TASK STATEMENT: Using the entries below, write out the line with "target | wooden door frame", the line with "target | drawer handle", and every line in between, exactly as each is written.

Referring expression data:
-- Opening Marker --
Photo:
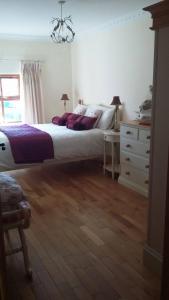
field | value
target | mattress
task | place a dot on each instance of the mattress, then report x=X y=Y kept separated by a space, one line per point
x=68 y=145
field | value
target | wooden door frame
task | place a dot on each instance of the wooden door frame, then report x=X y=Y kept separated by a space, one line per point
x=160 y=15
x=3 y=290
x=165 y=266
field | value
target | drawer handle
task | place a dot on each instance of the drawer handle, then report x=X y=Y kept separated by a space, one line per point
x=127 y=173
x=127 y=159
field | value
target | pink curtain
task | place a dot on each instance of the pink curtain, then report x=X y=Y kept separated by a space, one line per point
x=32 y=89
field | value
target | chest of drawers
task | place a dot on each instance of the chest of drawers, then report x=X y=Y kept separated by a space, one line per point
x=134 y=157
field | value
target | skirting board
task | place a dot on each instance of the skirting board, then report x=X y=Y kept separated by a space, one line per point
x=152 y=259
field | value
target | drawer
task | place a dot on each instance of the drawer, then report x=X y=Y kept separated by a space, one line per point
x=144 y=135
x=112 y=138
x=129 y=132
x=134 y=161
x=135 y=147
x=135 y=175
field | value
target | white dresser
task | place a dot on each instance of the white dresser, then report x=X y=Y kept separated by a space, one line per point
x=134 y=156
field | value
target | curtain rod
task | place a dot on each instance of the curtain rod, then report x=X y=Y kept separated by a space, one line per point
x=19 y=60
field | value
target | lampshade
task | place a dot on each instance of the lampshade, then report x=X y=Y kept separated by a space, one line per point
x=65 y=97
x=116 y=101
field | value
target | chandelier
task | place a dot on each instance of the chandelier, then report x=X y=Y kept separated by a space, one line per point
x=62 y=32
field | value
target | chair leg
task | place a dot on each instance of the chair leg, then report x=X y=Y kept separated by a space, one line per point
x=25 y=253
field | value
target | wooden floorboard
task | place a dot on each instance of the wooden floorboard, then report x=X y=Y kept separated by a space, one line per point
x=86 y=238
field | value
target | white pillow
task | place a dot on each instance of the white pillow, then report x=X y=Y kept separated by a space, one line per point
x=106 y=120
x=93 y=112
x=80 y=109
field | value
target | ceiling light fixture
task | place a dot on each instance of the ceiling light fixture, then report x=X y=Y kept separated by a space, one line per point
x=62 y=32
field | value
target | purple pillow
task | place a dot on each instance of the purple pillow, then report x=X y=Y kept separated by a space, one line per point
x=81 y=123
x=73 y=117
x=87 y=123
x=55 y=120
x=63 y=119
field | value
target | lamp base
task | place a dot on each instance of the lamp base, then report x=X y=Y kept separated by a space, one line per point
-- Closing Marker --
-- Opening Marker --
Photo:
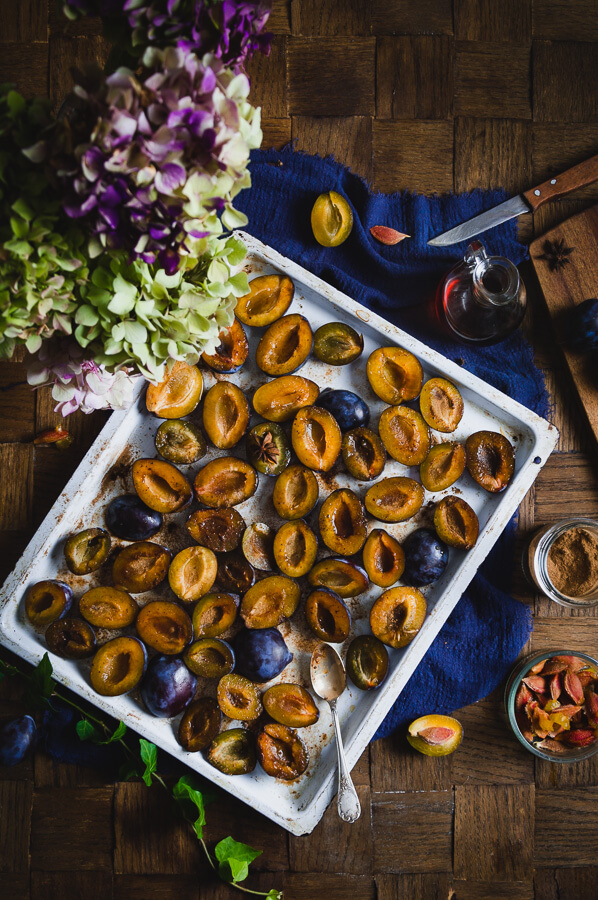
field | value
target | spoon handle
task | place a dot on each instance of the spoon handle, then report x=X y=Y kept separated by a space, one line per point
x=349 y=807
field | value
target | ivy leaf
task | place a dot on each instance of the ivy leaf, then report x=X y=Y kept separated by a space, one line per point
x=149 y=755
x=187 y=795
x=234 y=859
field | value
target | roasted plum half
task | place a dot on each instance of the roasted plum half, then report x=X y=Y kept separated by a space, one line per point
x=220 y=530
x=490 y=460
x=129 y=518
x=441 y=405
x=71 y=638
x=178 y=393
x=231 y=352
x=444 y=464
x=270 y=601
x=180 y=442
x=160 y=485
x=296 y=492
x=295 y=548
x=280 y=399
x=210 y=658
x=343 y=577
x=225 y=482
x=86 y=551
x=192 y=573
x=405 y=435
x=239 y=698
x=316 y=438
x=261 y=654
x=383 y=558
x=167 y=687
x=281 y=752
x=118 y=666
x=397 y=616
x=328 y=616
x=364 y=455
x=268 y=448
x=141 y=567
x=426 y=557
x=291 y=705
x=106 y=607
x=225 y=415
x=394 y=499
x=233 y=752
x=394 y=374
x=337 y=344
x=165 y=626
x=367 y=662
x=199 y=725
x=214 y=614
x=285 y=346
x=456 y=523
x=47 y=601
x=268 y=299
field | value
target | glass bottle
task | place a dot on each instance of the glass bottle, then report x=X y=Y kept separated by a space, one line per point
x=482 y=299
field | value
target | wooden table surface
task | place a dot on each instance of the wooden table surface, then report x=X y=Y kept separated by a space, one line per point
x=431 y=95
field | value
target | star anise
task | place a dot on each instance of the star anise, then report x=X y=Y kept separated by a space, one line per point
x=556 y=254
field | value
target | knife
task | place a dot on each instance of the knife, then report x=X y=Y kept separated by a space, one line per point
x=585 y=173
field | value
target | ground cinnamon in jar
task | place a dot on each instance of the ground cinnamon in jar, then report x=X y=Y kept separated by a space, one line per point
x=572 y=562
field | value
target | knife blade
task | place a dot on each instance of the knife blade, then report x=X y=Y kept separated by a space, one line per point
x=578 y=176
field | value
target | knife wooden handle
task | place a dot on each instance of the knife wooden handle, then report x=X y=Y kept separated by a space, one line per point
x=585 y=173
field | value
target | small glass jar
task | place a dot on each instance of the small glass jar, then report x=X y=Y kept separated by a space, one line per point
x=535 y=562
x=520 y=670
-- Closing Marker --
REPLY:
target | wooden door frame
task | place a dot on each instance of the wooden door frame, then report x=X y=Y kept separated by a space, one line per point
x=160 y=15
x=3 y=290
x=165 y=266
field | value
target | drawer handle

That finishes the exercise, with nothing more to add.